#### [Task item]
Each entry has to be printed again exactly.

Record extracts below:

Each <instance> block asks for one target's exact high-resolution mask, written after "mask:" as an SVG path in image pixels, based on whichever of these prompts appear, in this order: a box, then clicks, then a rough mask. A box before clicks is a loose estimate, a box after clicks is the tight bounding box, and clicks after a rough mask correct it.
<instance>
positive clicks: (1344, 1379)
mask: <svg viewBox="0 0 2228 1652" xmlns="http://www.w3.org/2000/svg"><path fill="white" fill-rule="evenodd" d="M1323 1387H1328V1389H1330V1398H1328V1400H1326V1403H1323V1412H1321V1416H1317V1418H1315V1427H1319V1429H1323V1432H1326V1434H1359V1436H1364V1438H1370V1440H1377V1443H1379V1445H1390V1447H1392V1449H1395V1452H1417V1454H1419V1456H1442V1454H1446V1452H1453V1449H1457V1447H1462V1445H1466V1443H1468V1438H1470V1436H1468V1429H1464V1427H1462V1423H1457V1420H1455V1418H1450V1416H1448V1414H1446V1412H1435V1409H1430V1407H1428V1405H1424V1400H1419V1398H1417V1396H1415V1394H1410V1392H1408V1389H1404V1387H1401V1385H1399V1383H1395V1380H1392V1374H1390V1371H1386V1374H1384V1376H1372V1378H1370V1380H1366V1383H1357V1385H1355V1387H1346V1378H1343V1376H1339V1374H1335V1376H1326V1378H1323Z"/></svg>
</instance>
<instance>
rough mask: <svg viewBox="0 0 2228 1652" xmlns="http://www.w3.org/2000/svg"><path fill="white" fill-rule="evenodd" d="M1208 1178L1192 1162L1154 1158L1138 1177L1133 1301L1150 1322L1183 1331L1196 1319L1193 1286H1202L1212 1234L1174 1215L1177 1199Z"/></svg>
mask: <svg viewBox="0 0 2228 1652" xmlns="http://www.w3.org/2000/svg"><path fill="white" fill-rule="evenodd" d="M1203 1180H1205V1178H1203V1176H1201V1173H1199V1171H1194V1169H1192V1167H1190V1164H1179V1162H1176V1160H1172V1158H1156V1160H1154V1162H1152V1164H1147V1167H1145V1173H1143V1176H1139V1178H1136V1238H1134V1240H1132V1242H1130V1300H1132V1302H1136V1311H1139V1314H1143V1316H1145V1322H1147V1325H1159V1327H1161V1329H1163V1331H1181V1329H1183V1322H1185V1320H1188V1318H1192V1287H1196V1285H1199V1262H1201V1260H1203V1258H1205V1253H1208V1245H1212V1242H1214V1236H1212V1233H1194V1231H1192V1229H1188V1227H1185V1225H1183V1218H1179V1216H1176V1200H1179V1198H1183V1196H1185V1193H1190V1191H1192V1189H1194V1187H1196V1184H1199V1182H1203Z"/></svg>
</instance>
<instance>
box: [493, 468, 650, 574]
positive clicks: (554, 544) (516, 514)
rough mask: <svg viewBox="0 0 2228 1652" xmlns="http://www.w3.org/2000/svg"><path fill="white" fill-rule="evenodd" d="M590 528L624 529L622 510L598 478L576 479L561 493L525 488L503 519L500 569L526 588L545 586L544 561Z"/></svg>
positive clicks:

End of Record extracts.

#### [Your response]
Each <instance> block asks for one target's exact high-resolution mask, written after "mask:" as an SVG path in image pixels, based on whichever of these prompts appear, in this order: a box, then clicks, then a rough mask. A box before clicks is a loose estimate, a box after clicks is the tight bounding box, and clicks after a rough mask correct it.
<instance>
positive clicks: (1344, 1379)
mask: <svg viewBox="0 0 2228 1652" xmlns="http://www.w3.org/2000/svg"><path fill="white" fill-rule="evenodd" d="M1323 1387H1328V1389H1330V1398H1328V1400H1326V1403H1323V1412H1321V1416H1317V1418H1315V1427H1319V1429H1323V1432H1326V1434H1359V1436H1364V1438H1370V1440H1377V1443H1379V1445H1390V1447H1392V1449H1395V1452H1417V1454H1419V1456H1442V1454H1446V1452H1453V1449H1457V1447H1462V1445H1466V1443H1468V1438H1470V1436H1468V1429H1464V1427H1462V1423H1457V1420H1455V1418H1450V1416H1448V1414H1446V1412H1435V1409H1430V1407H1428V1405H1424V1400H1419V1398H1417V1396H1415V1394H1410V1392H1408V1389H1404V1387H1401V1385H1399V1383H1395V1380H1392V1374H1390V1371H1386V1374H1384V1376H1372V1378H1370V1380H1366V1383H1357V1385H1355V1387H1346V1378H1343V1376H1339V1374H1335V1376H1326V1378H1323Z"/></svg>
</instance>
<instance>
rough mask: <svg viewBox="0 0 2228 1652" xmlns="http://www.w3.org/2000/svg"><path fill="white" fill-rule="evenodd" d="M1208 1178L1192 1162L1154 1158L1138 1177L1133 1301L1150 1322L1183 1331L1196 1319L1193 1286H1202L1212 1234L1174 1215L1177 1199Z"/></svg>
mask: <svg viewBox="0 0 2228 1652" xmlns="http://www.w3.org/2000/svg"><path fill="white" fill-rule="evenodd" d="M1203 1180H1205V1178H1203V1176H1201V1173H1199V1171H1194V1169H1192V1167H1190V1164H1179V1162H1176V1160H1172V1158H1156V1160H1154V1162H1152V1164H1147V1167H1145V1173H1143V1176H1139V1178H1136V1238H1134V1240H1132V1242H1130V1300H1132V1302H1136V1311H1139V1314H1143V1316H1145V1322H1147V1325H1159V1327H1161V1329H1163V1331H1181V1329H1183V1322H1185V1320H1188V1318H1192V1287H1196V1285H1199V1262H1201V1260H1203V1258H1205V1253H1208V1245H1212V1242H1214V1236H1212V1233H1194V1231H1192V1229H1188V1227H1185V1225H1183V1218H1179V1216H1176V1200H1179V1198H1183V1196H1185V1193H1190V1191H1192V1189H1194V1187H1196V1184H1199V1182H1203Z"/></svg>
</instance>
<instance>
box: [493, 468, 650, 574]
positive clicks: (554, 544) (516, 514)
rough mask: <svg viewBox="0 0 2228 1652" xmlns="http://www.w3.org/2000/svg"><path fill="white" fill-rule="evenodd" d="M590 528L624 529L622 510L598 478L576 479L561 493L525 488L503 519L500 569L526 588L545 586L544 561Z"/></svg>
positive clicks:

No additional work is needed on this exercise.